_PROVIDED INFORMATION_:
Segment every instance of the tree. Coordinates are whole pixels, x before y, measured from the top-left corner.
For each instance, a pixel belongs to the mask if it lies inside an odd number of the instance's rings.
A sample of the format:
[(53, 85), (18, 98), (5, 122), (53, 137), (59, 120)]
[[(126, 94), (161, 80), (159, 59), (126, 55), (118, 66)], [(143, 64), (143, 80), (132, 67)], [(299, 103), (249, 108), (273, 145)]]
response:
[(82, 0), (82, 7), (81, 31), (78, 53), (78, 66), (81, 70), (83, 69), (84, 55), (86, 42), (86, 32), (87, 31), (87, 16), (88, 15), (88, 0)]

_TO DO_:
Rewrite the material above with "tree" swapped for "shrub" wherever it appears, leaving every other character as it was.

_RESPONSE_:
Segment every instance of the shrub. Coordinates are whole pixels, x before y, measured from the top-left corner.
For each instance, a pixel belongs to the mask if it lies inside an odd number of the instance's rings.
A sample of the format:
[(53, 85), (18, 98), (5, 122), (53, 137), (59, 120)]
[[(126, 94), (161, 80), (159, 59), (126, 55), (118, 66)], [(143, 64), (143, 80), (132, 67)], [(299, 103), (249, 108), (273, 145)]]
response:
[(82, 0), (82, 7), (81, 31), (78, 53), (78, 66), (81, 70), (83, 69), (84, 55), (86, 42), (86, 32), (87, 31), (87, 16), (88, 15), (88, 0)]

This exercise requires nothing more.